--- start of TEXT SECTION ---
The pope’s visit came as Al-Azhar, long a preserve of Egyptian government and ultra-conservative Saudi religious influence, had become a battleground for broader regional struggles to harness Islam in support of autocracy.

At the same time, Al-Azhar was struggling to compete with institutions of Islamic learning in Saudi Arabia, Turkey and Jordan as well at prestigious Western universities.

The battleground’s lay of the land has changed in recent years with the United Arab Emirates as a new entrant, a sharper Saudi focus on the kind of ultra-conservatism it seeks to promote, and Egyptian president Abdel Fattah al-Sisi’s efforts since 2015 to impose control and force Al-Azhar to revise its allegedly conservative and antiquated curriculum that critics charge informs extremism.

Ordained by God

Addressing a peace conference at Al-Azhar, the pope urged his audience to “say once more a firm and clear ‘No!’ to every form of violence, vengeance and hatred carried out in the name of religion or in the name of God.”

In doing so, the pope was shining a spotlight on multiple complex battles for the soul of Islam as well as the survival of autocracy in the Middle East and North Africa. These battles include Saudi efforts to distance ultra-conservatism from its more militant, jihadist offshoots; resistance to reform by ultra-conservatives who no longer are dependent on support of the kingdom; and differences between Saudi Arabia and some of its closest Arab allies, Egypt and the United Arab Emirates, in their approaches towards ultra-conservatism and opposition to extremism.
--- end of TEXT SECTION ---
◆ SET TASK 1 ◆
Reproduce the part of the passage on Al-Azhar that starts with "At the same" and goes on through "prestigious Western universities.", word for word.
--- start of SUPPLIED MATERIAL ---
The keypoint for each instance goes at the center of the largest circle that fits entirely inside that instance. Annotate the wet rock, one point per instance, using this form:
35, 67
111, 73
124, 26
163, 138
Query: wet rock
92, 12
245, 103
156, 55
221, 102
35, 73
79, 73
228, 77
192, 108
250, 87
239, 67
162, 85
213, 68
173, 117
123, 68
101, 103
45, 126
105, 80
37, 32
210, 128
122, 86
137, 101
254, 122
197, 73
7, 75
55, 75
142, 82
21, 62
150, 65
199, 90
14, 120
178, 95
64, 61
--- end of SUPPLIED MATERIAL ---
◆ SET TASK 2 ◆
Write out all of the recorded entries above, line for line, without any changes.

◆ COMPLETE RESPONSE 1 ◆
At the same time, Al-Azhar was struggling to compete with institutions of Islamic learning in Saudi Arabia, Turkey and Jordan as well at prestigious Western universities.

◆ COMPLETE RESPONSE 2 ◆
The keypoint for each instance goes at the center of the largest circle that fits entirely inside that instance. Annotate the wet rock, one point per instance, using this form:
35, 67
111, 73
124, 26
163, 138
Query: wet rock
92, 12
245, 103
156, 55
221, 102
35, 73
79, 73
228, 77
192, 108
250, 87
239, 67
162, 85
213, 68
173, 117
123, 68
101, 103
45, 126
105, 80
37, 32
210, 128
122, 86
137, 101
254, 122
197, 73
7, 75
55, 75
142, 82
21, 62
150, 65
199, 90
14, 120
178, 95
64, 61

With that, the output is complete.